• **Explore the material**:
(A) Say whether each statement agrees with the Jerusalem travel passage, giving yes or no and quoting the deciding words: (i) The walls around the Old City were built about 500 years ago by order of Suleiman 1. (ii) The writer traveled from Caesarea to Jerusalem by bus. (iii) International arrivals in Israel fell by half in the first quarter.
(B) Continue the Jerusalem travel passage, beginning after its final sentence.

• **Page excerpt**:
Sixty-five kilometres to the south, I visited the Roman theatre, hippodrome and other ruins at Caesarea, the 2000-year-old capital of Roman Judaea. The beaches, gardens, gift shops, cafes and small museums of Caesarea city were busy with school groups and at sunset, when the air cooled, couples and families strolled along the promenade.

The Dome of the Rock in the old city of Jerusalem.

From there I caught a train that tunnels through a dry mountain range to my final destination in Israel, the eternal capital.

For more than 2000 years, Jerusalem has been one of the world’s most important pilgrimage sites. Like Tel Aviv, it is mostly white as all buildings must be faced with Jerusalem stone, a mix of limestone quarried in the Judean Hills that reflects the sun.

In the 19th century, following the launch of Nile and Palestine package tours by Thomas Cook and Son, non-pilgrims started visiting Jerusalem to gaze at the architecture. But it wasn’t until the 1950s that Israel began welcoming a wider variety of tourists, even those from countries such as Indonesia and Malaysia that ban Israelis from visiting. In 2019, 4.5 million foreigners visited Israel, before the number nosedived during the pandemic. After October 7, it nosedived once again, with international arrivals down 80 per cent in the first quarter compared with the same period last year.

“Normally we are booked out at least one week in advance,” said the receptionist at my hotel in downtown Jerusalem. “Now tourism is so low you can just walk in – like you did.”

After checking in, I rode by light rail to the Old City of Jerusalem. Surrounded by four kilometres of walls built 500 years ago by order of Suleiman 1, when Jerusalem was part of the Ottoman Empire, the Old City is the most fought-over piece of real estate on Earth.

In the first 19 years of Israel’s existence, Jordan controlled east Jerusalem and all of the Old City. The city was reunited in 1967 during the Six-Day War, when Israel pre-empted an invasion and defeated the combined armies of Jordan, Syria and Egypt, and later annexed east Jerusalem.

I entered the Old City through the Damascus Gate and walked along the narrow winding alleyways of Via Dolorosa, believed to be the path Jesus walked to his crucifixion at the Church of the Holy Sepulchre. Dating back to the fourth century, the church, with its dimly lit subterranean staircases and a great domed basilica covered with frescos, is as grand as St Peter’s in Rome.

I continued to the Jewish quarter, passing the Tower of David – a medieval citadel now housing a museum that chronicles Jerusalem’s history – and shops and market stalls displaying prayer shawls, rosaries, hand-painted ceramics and religious knick-knacks.

• **Supplied material**:
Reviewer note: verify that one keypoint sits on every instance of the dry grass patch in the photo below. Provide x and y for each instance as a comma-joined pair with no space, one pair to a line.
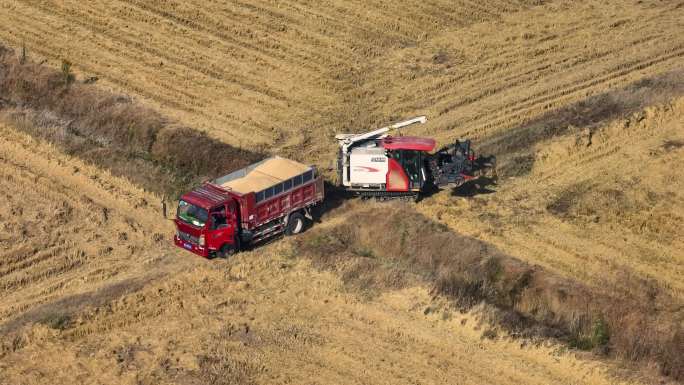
388,246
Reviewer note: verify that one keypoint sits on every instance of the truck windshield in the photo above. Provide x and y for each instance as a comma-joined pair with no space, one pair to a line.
192,214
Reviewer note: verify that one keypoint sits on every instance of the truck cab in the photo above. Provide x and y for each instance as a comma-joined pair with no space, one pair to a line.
257,202
207,222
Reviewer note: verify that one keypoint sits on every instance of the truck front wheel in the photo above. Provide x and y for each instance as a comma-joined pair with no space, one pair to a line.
295,224
227,250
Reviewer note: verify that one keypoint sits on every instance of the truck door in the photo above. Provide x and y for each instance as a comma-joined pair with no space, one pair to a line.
221,227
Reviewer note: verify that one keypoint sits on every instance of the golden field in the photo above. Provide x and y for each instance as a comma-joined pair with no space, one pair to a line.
581,101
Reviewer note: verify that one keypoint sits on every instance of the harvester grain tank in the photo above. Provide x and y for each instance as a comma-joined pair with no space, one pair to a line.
377,164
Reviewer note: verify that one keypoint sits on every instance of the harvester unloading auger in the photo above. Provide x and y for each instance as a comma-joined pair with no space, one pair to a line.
375,164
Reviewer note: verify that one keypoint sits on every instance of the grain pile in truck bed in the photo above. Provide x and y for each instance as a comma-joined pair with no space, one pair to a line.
262,175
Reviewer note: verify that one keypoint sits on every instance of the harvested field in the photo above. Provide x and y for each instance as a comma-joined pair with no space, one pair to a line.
91,307
581,101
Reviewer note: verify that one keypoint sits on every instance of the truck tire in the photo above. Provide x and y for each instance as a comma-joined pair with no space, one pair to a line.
295,224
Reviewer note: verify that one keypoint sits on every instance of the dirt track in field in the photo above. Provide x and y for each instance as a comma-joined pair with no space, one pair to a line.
580,100
91,307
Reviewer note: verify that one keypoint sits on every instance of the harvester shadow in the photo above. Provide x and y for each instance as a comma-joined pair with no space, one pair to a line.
479,186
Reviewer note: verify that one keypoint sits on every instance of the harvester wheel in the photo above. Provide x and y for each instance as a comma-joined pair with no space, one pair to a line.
295,224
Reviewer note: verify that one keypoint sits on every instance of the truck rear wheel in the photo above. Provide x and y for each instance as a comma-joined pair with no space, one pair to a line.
295,224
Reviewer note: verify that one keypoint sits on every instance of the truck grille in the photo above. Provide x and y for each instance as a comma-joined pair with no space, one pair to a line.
187,237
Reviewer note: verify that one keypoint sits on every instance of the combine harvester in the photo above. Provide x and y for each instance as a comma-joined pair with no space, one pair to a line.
275,196
378,165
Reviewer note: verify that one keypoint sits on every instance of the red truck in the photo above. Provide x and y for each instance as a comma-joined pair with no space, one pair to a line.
259,201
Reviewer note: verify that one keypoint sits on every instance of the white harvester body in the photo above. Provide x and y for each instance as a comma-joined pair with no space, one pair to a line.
361,162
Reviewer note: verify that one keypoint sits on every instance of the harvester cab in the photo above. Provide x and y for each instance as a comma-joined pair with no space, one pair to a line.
376,164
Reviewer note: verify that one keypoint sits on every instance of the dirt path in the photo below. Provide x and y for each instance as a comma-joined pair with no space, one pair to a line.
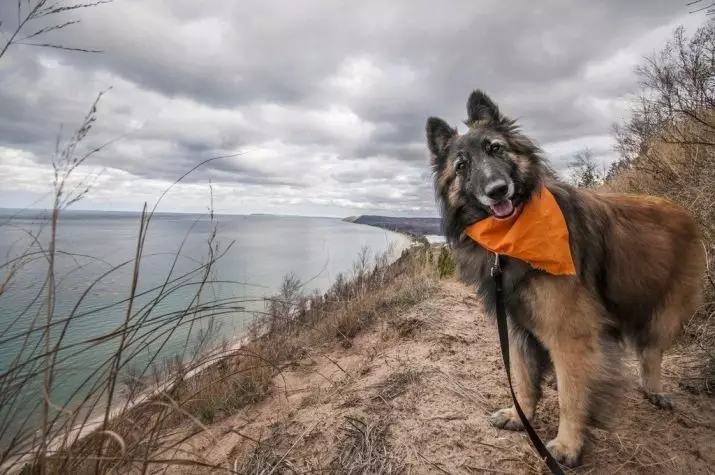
416,393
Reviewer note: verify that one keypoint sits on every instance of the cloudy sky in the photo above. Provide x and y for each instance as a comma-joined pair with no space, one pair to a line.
320,105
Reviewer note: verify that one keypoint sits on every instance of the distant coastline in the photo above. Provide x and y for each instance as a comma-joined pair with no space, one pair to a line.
416,228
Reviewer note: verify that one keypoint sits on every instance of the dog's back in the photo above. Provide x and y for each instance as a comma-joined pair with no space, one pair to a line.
651,261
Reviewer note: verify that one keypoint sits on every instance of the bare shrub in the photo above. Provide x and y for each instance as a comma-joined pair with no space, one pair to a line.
667,148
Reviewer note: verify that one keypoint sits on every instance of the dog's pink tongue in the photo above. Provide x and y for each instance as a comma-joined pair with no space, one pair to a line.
503,209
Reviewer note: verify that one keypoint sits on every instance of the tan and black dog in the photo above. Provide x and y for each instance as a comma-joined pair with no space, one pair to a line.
639,272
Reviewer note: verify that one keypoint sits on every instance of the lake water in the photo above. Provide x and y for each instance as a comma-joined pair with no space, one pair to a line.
93,290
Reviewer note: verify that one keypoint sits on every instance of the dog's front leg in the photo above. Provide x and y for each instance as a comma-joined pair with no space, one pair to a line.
568,321
575,361
528,360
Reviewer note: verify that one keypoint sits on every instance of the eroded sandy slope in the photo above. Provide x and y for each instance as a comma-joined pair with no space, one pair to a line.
415,393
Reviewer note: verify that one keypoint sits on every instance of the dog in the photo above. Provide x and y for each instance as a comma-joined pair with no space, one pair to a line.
639,267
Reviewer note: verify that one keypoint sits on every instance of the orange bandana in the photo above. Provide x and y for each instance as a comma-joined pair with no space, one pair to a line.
537,235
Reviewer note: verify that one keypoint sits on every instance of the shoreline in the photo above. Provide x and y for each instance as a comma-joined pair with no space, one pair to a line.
81,430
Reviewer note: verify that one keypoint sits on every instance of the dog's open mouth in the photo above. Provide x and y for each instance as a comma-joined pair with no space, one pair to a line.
503,209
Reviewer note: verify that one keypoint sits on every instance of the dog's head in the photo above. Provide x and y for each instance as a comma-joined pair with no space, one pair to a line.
491,169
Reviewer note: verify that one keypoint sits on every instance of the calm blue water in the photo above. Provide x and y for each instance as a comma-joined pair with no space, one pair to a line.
91,244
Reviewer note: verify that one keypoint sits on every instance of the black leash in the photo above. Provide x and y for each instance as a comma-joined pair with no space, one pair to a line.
504,340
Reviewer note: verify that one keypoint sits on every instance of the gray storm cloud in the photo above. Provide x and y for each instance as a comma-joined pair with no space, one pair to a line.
327,100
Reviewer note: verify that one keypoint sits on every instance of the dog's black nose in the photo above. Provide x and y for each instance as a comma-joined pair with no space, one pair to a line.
496,190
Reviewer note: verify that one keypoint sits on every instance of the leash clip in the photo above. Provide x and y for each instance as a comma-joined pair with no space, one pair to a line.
496,268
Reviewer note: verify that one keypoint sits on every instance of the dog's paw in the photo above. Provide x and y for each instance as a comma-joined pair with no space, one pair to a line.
660,400
506,419
568,454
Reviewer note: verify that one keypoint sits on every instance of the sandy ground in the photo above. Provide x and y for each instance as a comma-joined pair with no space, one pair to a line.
413,395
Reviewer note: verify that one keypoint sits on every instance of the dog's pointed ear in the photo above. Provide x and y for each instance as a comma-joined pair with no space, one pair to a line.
480,108
439,136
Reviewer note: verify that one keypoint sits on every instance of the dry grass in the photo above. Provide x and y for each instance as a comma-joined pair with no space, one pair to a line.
365,448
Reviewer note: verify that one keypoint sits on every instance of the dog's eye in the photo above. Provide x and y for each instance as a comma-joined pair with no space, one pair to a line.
495,148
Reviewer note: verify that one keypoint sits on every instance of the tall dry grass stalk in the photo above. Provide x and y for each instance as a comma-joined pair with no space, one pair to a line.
135,412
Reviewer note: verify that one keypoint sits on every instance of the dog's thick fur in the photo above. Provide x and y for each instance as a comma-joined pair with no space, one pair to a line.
639,262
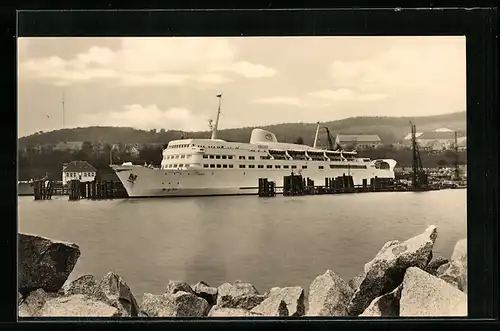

• **Results of the tasks**:
(A)
(i) Yes: "Surrounded by four kilometres of walls built 500 years ago by order of Suleiman 1"
(ii) No: "From there I caught a train that tunnels through a dry mountain range to my final destination in Israel"
(iii) No: "international arrivals down 80 per cent in the first quarter compared with the same period last year"

(B)
Normally the old city would be crowded with tourists at this, or any, time of the year. But there were only a handful now and the Arab stallholders were bored and depressed.

“The only time things have been this quiet before was at the start of COVID,” one tells me. “Business is down 95 per cent.”

I then passed a security checkpoint and walked down a steep flight of stairs to the Western Wall, a 500-metre limestone wall that was part of the larger retaining walls of the ancient Jewish Temple. There, men in black suits and hats belonging to the ultra-Orthodox Charedi Jewish sects prayed with all their might.

Hasidic Jews at the Western or Wailing Wall in the old city of Jerusalem.

Most Charedim are exempt from serving in the Israeli military. But Israel’s parliament is now debating a bill that seeks to change that. “If we stop studying the Torah,” a Charedi teenager tells me, “Israel will be destroyed.”

Israel is a deeply paradoxical nation. Per capita, it spends more on defence than any other country but also has more museums per capita than any place else. Its people are traumatised by the events of October 7 and the failure of their once-vaunted military to protect them. But Israelis are ranked fifth in the UN World Happiness Report 2024. And they still hold the dream, however improbable it may now seem, of forging a secure and lasting peace with all of their neighbours.

“We are sad, we are worried. There was another bombing in the north less than two hours ago,” says Marissa, an unemployed Israeli tour guide in Jerusalem. “But we are alive. I go to the beach, I go to restaurants, I go to concerts. We know how to live with bad situations in Israel.”

Ian Neubauer is a freelance journalist and photojournalist.